The exercise: Print, exactly as given, each line of the data from the line containing "In this exercise you will spot each instance of the tall" up to and including its last line.

Dataset extract:

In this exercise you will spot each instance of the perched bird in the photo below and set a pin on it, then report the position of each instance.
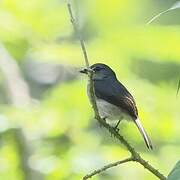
(113, 100)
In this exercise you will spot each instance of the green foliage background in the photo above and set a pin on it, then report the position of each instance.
(64, 140)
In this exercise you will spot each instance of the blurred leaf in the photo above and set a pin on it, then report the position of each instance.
(175, 173)
(178, 88)
(175, 6)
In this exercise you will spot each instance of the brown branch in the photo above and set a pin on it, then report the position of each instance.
(135, 156)
(98, 171)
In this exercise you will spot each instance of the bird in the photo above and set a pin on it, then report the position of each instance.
(114, 101)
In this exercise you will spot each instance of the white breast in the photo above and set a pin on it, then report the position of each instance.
(107, 110)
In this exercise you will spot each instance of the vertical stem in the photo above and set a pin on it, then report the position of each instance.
(79, 36)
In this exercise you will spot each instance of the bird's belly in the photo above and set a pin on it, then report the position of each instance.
(109, 111)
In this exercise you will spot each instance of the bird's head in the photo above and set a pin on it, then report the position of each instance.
(100, 71)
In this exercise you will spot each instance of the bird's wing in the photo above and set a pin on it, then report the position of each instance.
(116, 94)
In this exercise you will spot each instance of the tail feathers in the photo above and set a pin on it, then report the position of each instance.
(144, 134)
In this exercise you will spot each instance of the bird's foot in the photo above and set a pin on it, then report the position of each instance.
(116, 127)
(104, 119)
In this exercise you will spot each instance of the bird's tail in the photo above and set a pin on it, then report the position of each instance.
(144, 134)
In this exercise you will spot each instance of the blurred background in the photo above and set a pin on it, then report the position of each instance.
(47, 130)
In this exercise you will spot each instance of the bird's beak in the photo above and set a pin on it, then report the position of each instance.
(85, 71)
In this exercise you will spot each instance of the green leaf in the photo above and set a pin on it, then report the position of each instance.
(173, 7)
(175, 173)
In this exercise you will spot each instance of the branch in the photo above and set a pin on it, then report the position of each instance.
(98, 171)
(134, 155)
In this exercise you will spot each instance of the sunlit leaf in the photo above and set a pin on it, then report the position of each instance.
(175, 6)
(178, 88)
(175, 173)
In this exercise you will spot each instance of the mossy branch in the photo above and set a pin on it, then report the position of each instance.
(134, 155)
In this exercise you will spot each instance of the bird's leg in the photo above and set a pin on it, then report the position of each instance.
(103, 118)
(116, 126)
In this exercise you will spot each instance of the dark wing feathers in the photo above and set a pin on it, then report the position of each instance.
(116, 94)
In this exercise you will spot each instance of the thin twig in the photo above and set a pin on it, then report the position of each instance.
(135, 156)
(98, 171)
(78, 34)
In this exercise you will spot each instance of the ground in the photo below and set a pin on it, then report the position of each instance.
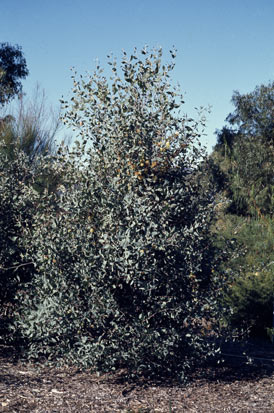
(238, 385)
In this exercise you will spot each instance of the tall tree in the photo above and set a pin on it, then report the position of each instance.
(13, 68)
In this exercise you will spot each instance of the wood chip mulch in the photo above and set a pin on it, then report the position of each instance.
(239, 385)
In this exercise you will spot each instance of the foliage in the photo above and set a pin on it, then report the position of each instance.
(125, 270)
(245, 152)
(13, 68)
(16, 196)
(251, 270)
(32, 127)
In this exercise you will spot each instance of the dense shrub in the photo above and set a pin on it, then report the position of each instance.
(251, 295)
(126, 273)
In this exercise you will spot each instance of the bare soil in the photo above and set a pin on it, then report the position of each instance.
(240, 384)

Problem solution:
In this exercise you will spot each instance of the tall tree in the photo above and set a pin on it, then report the position of each instance.
(13, 68)
In this exercise you will spot each instance of the wood chip mulch in the photo above and set a pin on it, then report the position of each instance.
(239, 385)
In this exercise you will spot each instance of the foliage in the photo above and set a pin on it, then report the position of each instance.
(125, 270)
(245, 152)
(13, 68)
(16, 196)
(251, 270)
(32, 127)
In this exercise you will spot each instance of the dense shrub in the photo above and set a pin on it, then report the position of each instance.
(251, 295)
(126, 273)
In this exercise you will spot each instance of the bare soil in the photo above and set a pin on it, then report the position of each instance.
(240, 384)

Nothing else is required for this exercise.